- REQUIRED WORK:
Echo the lines below back exactly as they appear, omitting the pictures.

[Stored data]
○ ○ ○ ○ ○ ○ ○
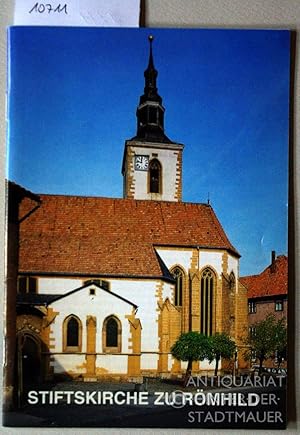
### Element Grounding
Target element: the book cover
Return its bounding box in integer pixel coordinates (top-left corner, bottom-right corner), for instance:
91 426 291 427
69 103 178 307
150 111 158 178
3 27 290 429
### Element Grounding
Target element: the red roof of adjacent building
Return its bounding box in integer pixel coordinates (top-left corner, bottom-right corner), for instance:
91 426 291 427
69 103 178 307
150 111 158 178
240 255 288 298
19 195 239 277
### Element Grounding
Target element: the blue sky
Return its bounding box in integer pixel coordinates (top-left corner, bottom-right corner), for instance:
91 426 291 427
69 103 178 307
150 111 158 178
8 27 289 275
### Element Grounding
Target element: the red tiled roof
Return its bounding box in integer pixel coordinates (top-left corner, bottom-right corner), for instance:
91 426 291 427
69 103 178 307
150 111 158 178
19 195 239 276
240 255 288 298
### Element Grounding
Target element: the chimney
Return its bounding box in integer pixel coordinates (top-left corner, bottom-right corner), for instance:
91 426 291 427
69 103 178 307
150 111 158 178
271 251 276 273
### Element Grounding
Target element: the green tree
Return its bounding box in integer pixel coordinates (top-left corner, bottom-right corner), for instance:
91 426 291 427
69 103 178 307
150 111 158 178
245 314 287 373
209 333 236 376
171 331 211 385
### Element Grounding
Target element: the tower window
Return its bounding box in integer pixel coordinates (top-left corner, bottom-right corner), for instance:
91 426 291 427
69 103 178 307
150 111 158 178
275 301 283 311
149 159 161 193
172 267 183 307
149 107 157 124
63 315 82 352
248 301 256 314
102 316 122 352
200 269 214 335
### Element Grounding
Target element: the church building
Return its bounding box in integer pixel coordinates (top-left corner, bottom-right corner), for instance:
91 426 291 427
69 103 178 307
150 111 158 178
8 37 247 388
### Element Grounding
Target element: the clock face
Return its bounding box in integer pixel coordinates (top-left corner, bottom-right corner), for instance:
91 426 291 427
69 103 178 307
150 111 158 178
134 156 149 171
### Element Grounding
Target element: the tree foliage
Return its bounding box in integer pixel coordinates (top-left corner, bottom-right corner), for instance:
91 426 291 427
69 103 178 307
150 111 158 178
245 314 287 373
171 331 211 384
171 331 236 382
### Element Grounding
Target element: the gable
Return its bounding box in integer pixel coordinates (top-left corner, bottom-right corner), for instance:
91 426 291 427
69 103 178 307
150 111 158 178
240 255 288 298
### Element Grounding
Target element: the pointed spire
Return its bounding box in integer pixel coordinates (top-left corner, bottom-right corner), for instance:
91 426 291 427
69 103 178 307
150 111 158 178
136 35 170 143
141 35 162 103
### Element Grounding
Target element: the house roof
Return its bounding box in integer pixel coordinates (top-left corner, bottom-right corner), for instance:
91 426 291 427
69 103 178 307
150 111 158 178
17 281 138 308
19 195 239 278
240 255 288 299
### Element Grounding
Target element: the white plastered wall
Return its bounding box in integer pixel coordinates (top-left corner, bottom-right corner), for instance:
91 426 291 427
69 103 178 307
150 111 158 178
51 285 133 373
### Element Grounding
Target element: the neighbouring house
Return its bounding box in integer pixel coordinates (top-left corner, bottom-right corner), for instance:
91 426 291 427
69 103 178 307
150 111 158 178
240 251 288 367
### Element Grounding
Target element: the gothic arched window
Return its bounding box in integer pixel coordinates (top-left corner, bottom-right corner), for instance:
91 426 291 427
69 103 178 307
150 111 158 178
102 316 122 352
200 268 214 335
172 266 184 307
229 272 235 291
63 315 82 352
149 159 162 193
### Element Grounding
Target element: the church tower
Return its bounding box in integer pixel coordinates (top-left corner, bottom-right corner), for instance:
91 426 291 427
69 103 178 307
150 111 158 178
122 36 183 201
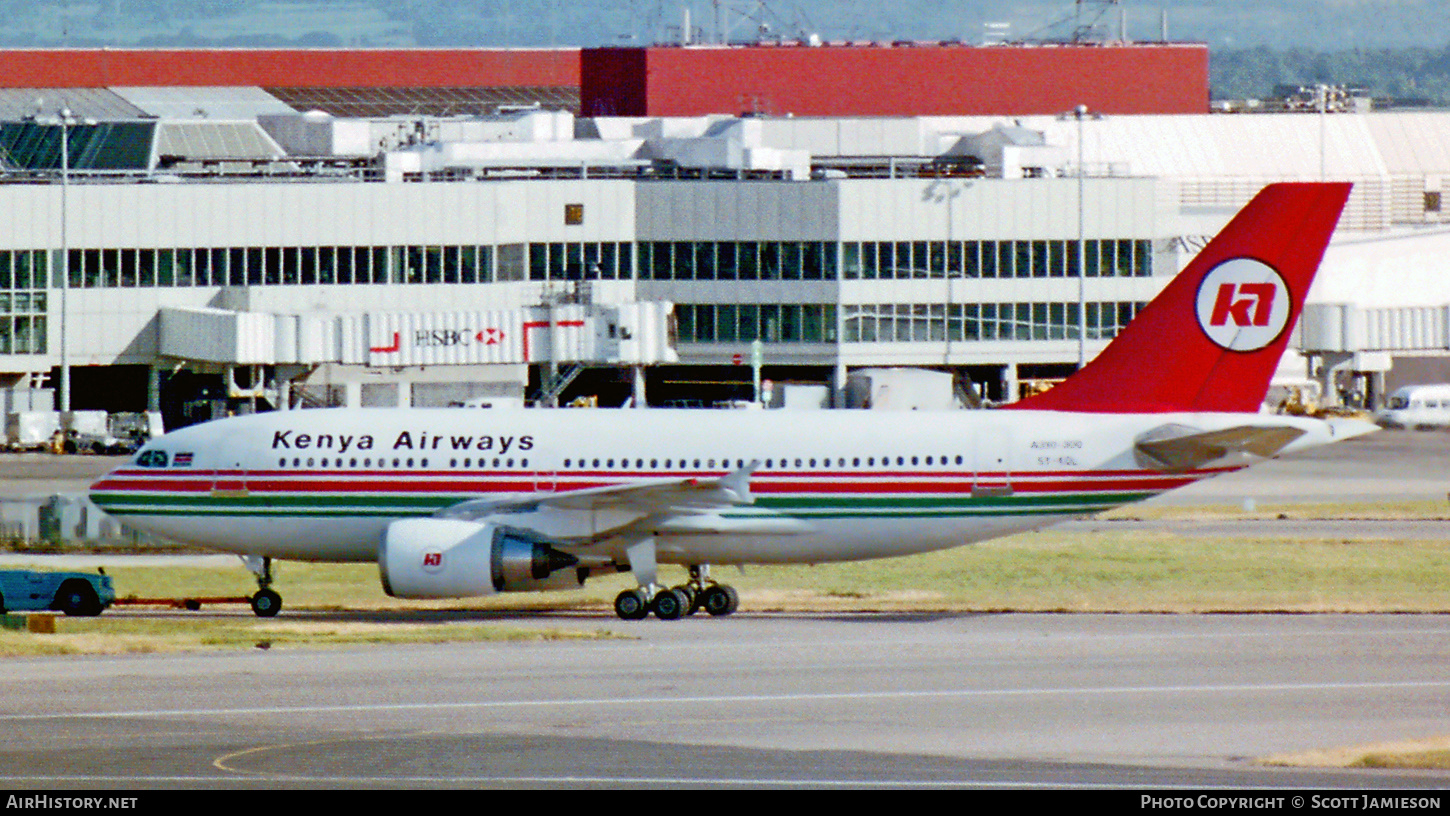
○ ○ ○ ○ ○ ○ ○
- ANSWER TO THE TASK:
### Element Grounding
Target element: the book cover
Return its bounding box in integer pixel coordinates (top-left corner, bottom-right corner), for instance:
91 426 291 427
69 103 178 307
150 111 158 178
3 27 290 429
### Element Grounding
Target element: the red roof of adjacent building
Return its bounding box in integer pixel coordinates (top-left corner, bottom-right corner), for instance:
91 426 291 427
69 103 178 307
150 111 158 178
240 255 288 298
19 195 239 277
### Element Grounding
Target element: the blue sky
Return its bounding box in integer pixel coordinates (top-left corner, bottom-right corner), for instance:
91 426 291 427
69 103 178 307
150 111 158 178
8 27 289 275
### Element Grounding
Target element: the red tiled roof
Return its bounding box in integer pixel coordinates (top-left corner, bottom-right corner), for instance:
91 426 291 427
69 103 178 307
150 111 158 178
19 195 239 276
240 255 288 298
### Element Grounding
Target element: the chimney
Return its bounding box in integer pixel coordinates (top-left corner, bottom-right corner), for instance:
91 426 291 427
69 103 178 307
150 111 158 178
271 251 276 273
### Element Grounding
Target element: the green tree
Return its bounding box in integer pixel coordinates (top-left corner, bottom-right corner), for instance:
91 426 291 427
69 103 178 307
150 111 158 178
245 314 287 373
209 333 236 376
171 331 211 385
### Element Grounding
Target element: the tower window
Return its bounding box in integer pixel coordinates (top-left corner, bottom-right corner), for instance:
91 426 291 427
69 103 178 307
150 111 158 178
275 301 283 311
149 159 161 193
172 267 183 307
149 107 157 124
63 315 82 352
248 301 256 314
102 316 122 352
200 269 214 335
### Element Grounding
Target element: the church building
Return its bounding box in integer pixel coordinates (top-left corner, bottom-right corner), for instance:
91 426 291 427
69 103 178 307
150 111 158 178
8 37 247 388
### Element Grounding
Target element: the clock face
Return its bounding box in integer pixel coordinates (top-left corner, bottom-right corner), for instance:
91 426 291 427
69 103 178 307
150 111 158 178
134 156 149 171
### Element Grounding
Target element: the tree foliage
Return its bounding box in integer pixel coordinates (top-left corner, bottom-right corner), for instance:
91 426 291 427
69 103 178 307
150 111 158 178
245 314 287 373
171 331 211 384
171 331 236 382
### Element Grounding
Target element: the gable
Return its bounding box in integer pixel coordinates (top-left corner, bottom-right corner), for instance:
91 426 291 427
69 103 178 307
150 111 158 178
240 255 288 298
### Element Grounding
Target element: the pointed spire
Return its bounding box in integer pixel coordinates (top-left corner, bottom-right corner), for instance:
91 426 291 427
69 103 178 307
150 111 158 178
136 35 170 143
141 35 162 103
### Element Grounding
Target element: the house roof
Return its bounding box in integer pixel coordinates (top-left corner, bottom-right corner), for instance:
91 426 291 427
69 103 178 307
150 111 158 178
17 281 138 308
19 195 239 278
240 255 288 299
### Element Grounding
Target element: the white plastered wall
Return its bounding box in integer pixel coordinates (top-left corner, bottom-right corner), for instance:
91 426 291 427
69 103 178 307
150 111 158 178
51 285 133 373
### Element Grounding
Target element: the neighbouring house
Return its bounding box in integer pixel coordinates (top-left corner, bottom-right corner), for instance:
91 426 291 427
69 103 178 307
150 111 158 178
240 251 288 367
### Element Grounding
Target element: the gothic arched window
Return its bounding box in integer pixel coordinates (top-left corner, bottom-right corner), for instance:
91 426 291 427
69 103 178 307
150 111 158 178
102 316 122 352
200 268 214 335
172 266 184 307
229 272 235 291
63 315 82 352
149 159 162 193
### Element Grounding
Target element: the church tower
Return its bounding box in integer pixel coordinates (top-left corner, bottom-right corner), for instance:
91 426 291 427
69 103 178 307
150 111 158 178
122 36 183 201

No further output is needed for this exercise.